Work instruction =>
Show all lines from the listing below that contain "bicycle".

Exercise input =>

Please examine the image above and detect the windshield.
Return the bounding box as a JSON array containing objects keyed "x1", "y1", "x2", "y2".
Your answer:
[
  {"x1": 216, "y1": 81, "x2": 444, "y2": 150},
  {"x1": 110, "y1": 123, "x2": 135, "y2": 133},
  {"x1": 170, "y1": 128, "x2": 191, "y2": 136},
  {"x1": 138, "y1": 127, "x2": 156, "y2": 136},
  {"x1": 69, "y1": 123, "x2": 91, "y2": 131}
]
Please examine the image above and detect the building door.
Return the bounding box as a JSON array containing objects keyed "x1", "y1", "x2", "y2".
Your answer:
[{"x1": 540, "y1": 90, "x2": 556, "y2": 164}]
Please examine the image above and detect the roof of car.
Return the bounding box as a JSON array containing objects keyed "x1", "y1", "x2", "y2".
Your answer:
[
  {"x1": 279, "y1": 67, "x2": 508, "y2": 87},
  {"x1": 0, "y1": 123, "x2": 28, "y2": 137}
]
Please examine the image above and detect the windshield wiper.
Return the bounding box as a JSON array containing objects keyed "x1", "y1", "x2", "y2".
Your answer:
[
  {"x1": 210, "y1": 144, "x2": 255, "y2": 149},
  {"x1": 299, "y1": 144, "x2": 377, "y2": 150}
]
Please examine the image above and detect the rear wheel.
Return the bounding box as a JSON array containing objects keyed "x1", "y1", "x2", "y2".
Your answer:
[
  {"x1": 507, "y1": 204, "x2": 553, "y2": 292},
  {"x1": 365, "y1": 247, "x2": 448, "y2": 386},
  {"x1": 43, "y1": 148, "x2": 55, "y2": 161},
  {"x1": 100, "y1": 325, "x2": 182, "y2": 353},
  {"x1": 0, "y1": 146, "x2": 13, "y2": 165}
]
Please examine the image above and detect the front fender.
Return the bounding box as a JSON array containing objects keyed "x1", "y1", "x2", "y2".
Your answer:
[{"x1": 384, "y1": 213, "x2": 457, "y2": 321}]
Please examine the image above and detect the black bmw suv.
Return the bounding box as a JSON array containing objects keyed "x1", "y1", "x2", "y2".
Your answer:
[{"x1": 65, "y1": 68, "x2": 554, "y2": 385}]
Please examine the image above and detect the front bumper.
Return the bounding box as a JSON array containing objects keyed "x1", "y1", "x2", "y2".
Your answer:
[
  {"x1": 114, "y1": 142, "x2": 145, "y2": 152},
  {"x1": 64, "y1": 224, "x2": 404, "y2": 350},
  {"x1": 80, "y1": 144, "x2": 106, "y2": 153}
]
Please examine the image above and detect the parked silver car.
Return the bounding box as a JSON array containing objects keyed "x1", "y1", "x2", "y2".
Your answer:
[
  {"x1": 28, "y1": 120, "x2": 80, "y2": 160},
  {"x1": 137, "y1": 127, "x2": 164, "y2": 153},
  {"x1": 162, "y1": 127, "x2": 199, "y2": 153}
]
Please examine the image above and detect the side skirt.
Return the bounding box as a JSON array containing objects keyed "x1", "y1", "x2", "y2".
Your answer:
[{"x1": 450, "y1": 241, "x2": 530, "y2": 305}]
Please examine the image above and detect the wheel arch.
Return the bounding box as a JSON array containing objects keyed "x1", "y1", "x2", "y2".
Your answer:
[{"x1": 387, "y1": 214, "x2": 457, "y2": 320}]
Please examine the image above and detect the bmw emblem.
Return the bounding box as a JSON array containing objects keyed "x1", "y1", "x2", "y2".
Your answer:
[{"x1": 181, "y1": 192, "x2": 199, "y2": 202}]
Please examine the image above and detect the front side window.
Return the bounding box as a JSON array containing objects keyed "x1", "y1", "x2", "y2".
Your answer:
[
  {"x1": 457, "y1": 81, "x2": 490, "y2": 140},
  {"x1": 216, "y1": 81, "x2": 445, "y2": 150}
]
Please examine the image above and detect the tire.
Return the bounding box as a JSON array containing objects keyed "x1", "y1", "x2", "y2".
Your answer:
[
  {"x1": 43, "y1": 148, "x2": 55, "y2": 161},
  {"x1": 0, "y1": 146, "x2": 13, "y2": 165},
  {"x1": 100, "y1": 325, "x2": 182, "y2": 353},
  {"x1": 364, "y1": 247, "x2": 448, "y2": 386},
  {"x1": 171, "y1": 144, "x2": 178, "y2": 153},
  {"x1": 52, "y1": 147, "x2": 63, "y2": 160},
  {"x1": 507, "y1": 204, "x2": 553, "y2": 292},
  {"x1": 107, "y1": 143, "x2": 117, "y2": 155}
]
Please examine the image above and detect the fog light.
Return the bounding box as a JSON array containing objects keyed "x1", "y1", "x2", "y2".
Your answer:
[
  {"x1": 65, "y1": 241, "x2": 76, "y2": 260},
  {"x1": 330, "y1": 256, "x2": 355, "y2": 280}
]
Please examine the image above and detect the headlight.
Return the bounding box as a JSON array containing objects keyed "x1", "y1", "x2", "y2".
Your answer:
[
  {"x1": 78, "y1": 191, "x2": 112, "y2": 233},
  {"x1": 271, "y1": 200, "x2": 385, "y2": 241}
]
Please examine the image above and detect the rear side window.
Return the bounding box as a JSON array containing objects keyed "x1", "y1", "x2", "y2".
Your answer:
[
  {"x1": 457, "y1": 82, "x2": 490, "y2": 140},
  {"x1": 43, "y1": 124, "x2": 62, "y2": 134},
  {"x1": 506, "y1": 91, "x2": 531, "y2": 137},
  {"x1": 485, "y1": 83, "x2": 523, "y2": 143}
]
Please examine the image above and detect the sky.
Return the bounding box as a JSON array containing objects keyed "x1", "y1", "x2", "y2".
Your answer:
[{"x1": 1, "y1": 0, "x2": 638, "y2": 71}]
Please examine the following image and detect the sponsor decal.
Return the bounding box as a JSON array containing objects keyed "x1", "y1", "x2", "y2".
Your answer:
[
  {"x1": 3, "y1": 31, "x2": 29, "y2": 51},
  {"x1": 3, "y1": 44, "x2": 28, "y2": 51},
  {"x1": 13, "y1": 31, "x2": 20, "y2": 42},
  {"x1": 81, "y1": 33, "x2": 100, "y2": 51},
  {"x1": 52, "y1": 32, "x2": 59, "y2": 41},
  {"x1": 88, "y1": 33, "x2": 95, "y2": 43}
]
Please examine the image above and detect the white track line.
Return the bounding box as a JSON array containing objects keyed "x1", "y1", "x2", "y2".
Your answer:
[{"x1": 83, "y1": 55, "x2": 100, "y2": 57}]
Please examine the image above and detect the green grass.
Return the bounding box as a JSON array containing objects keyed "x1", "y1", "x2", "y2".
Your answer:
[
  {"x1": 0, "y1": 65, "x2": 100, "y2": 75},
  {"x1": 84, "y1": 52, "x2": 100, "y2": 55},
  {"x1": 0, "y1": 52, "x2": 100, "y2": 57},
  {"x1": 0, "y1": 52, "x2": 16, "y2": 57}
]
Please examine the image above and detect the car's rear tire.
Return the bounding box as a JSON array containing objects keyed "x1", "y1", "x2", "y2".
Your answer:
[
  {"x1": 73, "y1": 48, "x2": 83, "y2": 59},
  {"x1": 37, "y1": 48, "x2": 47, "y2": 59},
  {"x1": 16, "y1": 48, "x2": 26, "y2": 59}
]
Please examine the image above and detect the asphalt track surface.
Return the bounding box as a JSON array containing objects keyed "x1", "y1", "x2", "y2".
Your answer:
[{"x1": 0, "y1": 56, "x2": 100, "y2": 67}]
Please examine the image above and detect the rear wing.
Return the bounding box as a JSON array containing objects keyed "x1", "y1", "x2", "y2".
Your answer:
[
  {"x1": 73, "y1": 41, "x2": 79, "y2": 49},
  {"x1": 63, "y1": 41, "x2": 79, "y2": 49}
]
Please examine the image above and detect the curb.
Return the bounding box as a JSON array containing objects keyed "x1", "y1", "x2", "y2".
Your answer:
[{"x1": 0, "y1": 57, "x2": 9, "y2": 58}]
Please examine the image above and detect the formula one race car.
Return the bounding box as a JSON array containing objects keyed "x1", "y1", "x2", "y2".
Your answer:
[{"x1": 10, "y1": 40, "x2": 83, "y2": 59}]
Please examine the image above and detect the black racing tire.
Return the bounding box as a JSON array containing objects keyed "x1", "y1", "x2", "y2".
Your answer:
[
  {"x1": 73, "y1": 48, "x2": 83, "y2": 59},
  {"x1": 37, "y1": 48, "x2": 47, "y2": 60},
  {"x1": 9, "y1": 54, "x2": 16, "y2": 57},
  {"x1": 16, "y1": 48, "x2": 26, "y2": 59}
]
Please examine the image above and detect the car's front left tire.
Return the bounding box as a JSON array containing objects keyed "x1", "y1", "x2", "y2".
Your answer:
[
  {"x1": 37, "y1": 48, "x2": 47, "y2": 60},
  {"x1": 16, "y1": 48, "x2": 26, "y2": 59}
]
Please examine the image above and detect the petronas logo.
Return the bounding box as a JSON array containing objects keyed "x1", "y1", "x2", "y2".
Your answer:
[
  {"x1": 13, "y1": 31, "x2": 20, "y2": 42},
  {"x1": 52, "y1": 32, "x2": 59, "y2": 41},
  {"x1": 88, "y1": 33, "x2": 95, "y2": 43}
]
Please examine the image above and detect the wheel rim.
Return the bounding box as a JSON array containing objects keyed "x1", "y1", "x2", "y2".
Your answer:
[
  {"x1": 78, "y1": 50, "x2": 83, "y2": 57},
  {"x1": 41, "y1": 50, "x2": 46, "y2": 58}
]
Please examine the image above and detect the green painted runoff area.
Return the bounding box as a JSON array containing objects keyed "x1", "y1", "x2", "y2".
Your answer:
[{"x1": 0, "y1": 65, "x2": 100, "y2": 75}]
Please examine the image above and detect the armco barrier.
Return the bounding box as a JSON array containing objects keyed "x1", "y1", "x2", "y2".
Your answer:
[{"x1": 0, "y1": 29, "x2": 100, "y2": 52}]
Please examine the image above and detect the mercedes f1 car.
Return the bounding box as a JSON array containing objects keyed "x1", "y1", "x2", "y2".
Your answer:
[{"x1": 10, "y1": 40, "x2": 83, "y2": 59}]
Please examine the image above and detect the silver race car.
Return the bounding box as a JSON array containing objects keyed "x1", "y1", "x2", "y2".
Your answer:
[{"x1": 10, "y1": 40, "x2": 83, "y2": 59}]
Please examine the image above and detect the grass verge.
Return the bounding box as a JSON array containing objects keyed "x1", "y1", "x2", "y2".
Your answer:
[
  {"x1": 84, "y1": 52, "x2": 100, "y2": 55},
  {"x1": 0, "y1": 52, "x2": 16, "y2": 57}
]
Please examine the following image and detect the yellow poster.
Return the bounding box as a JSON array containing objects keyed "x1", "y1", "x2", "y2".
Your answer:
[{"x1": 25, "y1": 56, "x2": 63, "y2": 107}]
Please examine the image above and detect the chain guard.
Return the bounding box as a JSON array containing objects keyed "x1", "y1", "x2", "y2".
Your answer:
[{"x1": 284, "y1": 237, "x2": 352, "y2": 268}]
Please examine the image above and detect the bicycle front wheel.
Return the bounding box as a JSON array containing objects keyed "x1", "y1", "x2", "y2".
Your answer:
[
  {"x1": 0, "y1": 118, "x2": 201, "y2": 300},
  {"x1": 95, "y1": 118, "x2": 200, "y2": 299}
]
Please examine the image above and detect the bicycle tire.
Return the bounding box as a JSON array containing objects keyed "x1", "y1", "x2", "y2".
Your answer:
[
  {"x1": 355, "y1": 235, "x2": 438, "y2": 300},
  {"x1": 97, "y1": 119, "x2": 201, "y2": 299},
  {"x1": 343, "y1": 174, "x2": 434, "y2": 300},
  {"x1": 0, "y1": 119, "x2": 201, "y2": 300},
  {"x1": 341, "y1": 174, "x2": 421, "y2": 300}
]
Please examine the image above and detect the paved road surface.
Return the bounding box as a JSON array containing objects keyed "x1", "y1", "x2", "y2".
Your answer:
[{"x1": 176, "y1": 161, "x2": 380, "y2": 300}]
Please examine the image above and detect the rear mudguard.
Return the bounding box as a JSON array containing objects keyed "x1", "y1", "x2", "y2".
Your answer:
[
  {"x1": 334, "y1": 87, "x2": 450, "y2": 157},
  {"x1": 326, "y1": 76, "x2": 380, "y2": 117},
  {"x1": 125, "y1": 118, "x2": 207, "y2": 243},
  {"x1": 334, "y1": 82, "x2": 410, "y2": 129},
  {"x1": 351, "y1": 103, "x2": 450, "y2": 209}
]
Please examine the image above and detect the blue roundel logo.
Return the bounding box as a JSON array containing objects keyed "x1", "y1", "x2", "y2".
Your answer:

Solution to the exercise =>
Please examine the image above and detect the bicycle front wheel.
Please examine the image above and detect the bicycle tire.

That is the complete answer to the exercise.